Une population qui ne morigène pas.

La façade des immeubles est lézardée mais les visages se doivent de rester neutres. J’ai suffisamment vécu en Asie pour savoir qu’un sourire peut masquer la détresse, les larmes cacher l’impuissance. Ici, on ne hurle pas sa douleur, on pleure silencieusement en souriant doucement et en cachant ses dents.

On ne perd pas la face.

Le Gouvernement gère la crise comme il peut, même si le pays est bien préparé. Une catastrophe de cette ampleur reste toujours une crise, où les priorités se télescopent. Que faire ? Par où commencer ? Où aller ? Comment y aller ? Les messages contradictoires sur le risque nucléaire ne sont pas rassurants.

Bien entendu, ce calme apparent cache un désarroi qui demain, sans doute, virera vers la colère. La confiance en leur Gouvernement risque d’être ébranlée, les bureaucrates seront visés, les lenteurs analysées, les messages contradictoires passés au crible par des médias peu complaisants et très puissants. Les Japonais ne sont pas des moutons.

Plus tard. Pour le moment, la peur se terre au fond des yeux. Il y a la catastrophe qui se voit – les immeubles lézardés, les maisons détruites, les morts invisibles ensevelis, deux gens comme vous et moi – et celle qui s’évapore dans les airs, invisible et sournoise et qui n’a pas fini de faire parler d’elle faute de savoir de quoi il en retourne, exactement.

____

Consignes ->
[1] Reprenez le passage du texte sur la catastrophe au Japon qui va de "La façade des" jusqu'à "pas la face." inclus, en changeant "visages" en "regards".
[2] Rédigez la suite du texte sur la catastrophe au Japon, à partir de sa dernière phrase.

Contenu des données ->
____

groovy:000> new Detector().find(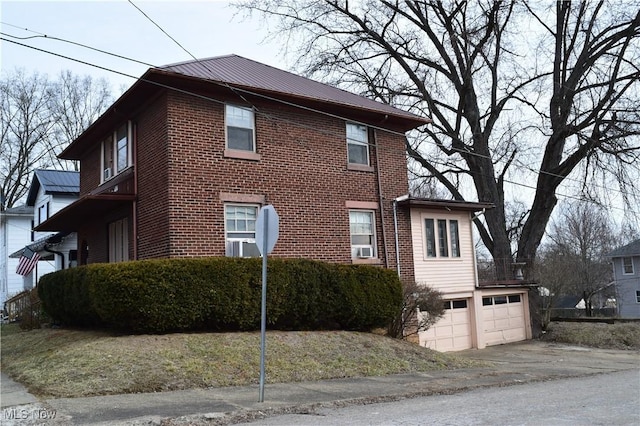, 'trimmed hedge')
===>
[38,257,402,333]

____

Réponses rédigées ->
[1]
La façade des immeubles est lézardée mais les regards se doivent de rester neutres. J’ai suffisamment vécu en Asie pour savoir qu’un sourire peut masquer la détresse, les larmes cacher l’impuissance. Ici, on ne hurle pas sa douleur, on pleure silencieusement en souriant doucement et en cachant ses dents.

On ne perd pas la face.

[2]
Oui, je suis touché par la dignité et la discipline de cette population. Vous savez, celle qui vient chez nous, dont les us et coutumes nous font souvent sourire en coin, que l’on voit trottiner à la queue leu leu derrière leur guide et prenant des photos dans tous les sens, ouvrant leur portefeuille généreux aussi sûrement que la focale de leur portable et appareils photo. Qui fait la fortune des groupes LVMH et Richemont.

Le Japon est un pays développé. Mais c’est aussi un archipel de 6000 îles, longtemps fermé aux étrangers, tiraillé par un modernisme forcené et dérangeant et un archaïsme social déroutant. Un pays où la communauté joue un rôle essentiel pour comprendre la société dans laquelle la population s’entrecroise. Un pays qui a appris à se battre psychologiquement, et non pas uniquement techniquement, contre les Eléments.

Je me rappelle le tsumani de 2004 (que j'avais évoqué ici). Et quand je vois les images aujourd’hui, je me rappelle hier avec un picotement familier dans l’estomac et des larmes qui perlent.

Alors au-delà des images « apocalyptiques », je préfère me concentrer sur la dignité des victimes, leur résilience, leur sang-froid.

Je me pose aussi cette question. Face à un cataclysme de cette nature, ferions-nous aussi bien ?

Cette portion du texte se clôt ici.